» **DATA SHOWN**
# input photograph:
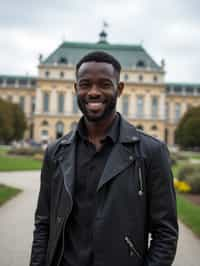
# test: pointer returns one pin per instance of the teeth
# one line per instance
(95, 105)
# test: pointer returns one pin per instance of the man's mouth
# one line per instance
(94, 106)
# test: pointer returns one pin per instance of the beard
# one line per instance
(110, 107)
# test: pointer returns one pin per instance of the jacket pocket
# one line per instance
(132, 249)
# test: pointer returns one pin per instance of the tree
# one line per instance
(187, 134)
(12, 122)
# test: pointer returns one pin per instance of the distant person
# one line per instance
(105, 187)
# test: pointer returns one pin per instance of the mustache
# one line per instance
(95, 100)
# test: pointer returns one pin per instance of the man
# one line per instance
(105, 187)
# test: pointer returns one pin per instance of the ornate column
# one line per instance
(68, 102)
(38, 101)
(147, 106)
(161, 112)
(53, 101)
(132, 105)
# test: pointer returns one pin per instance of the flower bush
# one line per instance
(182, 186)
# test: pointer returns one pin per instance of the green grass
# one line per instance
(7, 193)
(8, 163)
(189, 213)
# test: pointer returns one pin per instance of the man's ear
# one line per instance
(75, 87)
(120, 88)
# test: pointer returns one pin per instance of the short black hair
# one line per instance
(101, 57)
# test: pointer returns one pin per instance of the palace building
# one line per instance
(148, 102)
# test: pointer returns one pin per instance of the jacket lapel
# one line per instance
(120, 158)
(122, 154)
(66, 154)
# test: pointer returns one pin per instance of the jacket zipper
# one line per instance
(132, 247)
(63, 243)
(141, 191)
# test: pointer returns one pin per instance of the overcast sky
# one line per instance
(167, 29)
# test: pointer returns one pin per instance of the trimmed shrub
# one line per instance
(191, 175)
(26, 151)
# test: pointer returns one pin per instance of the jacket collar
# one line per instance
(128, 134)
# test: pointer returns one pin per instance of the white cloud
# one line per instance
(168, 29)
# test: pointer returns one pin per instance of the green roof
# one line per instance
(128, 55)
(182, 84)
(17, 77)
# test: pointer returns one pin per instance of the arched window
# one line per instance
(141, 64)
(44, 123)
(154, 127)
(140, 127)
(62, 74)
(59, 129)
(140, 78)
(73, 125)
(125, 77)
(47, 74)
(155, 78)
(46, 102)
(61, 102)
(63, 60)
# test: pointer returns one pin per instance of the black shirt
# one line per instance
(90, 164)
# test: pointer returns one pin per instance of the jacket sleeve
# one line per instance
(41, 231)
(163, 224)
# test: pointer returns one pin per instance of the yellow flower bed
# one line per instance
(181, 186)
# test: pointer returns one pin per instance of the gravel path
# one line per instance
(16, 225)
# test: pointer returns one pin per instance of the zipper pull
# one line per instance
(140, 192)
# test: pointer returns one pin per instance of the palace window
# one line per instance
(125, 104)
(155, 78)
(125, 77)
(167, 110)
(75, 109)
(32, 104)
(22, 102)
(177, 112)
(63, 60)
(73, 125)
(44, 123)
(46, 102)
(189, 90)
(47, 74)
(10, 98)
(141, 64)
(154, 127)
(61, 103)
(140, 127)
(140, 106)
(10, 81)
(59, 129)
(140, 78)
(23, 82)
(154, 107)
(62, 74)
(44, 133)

--

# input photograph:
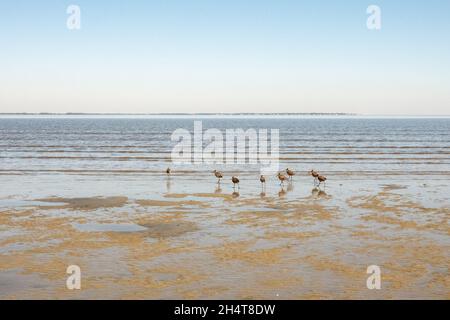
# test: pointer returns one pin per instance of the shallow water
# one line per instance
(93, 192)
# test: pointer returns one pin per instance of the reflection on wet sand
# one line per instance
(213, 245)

* * *

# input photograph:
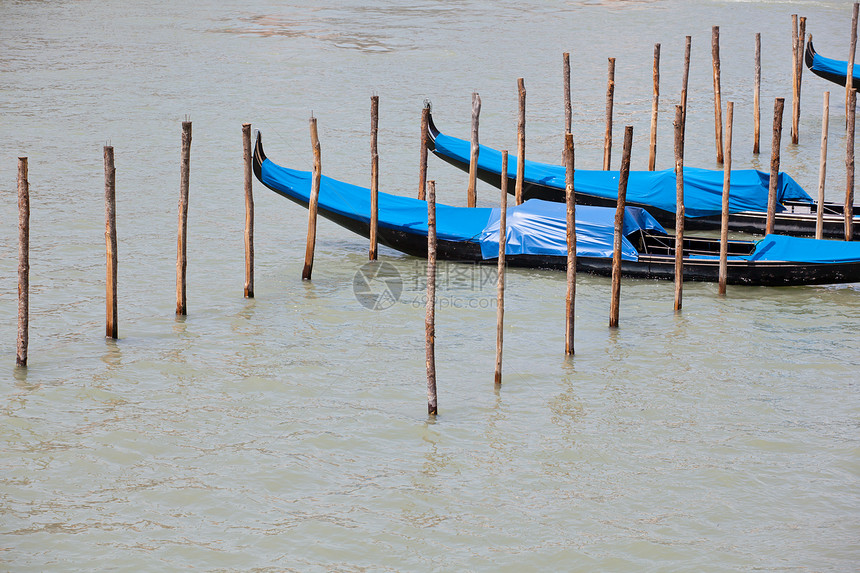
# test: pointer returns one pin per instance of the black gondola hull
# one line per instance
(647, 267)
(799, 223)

» **INSTRUCTION**
How many lines in the data above contain the word "black"? Reply with the number only.

» **THE REPLY**
3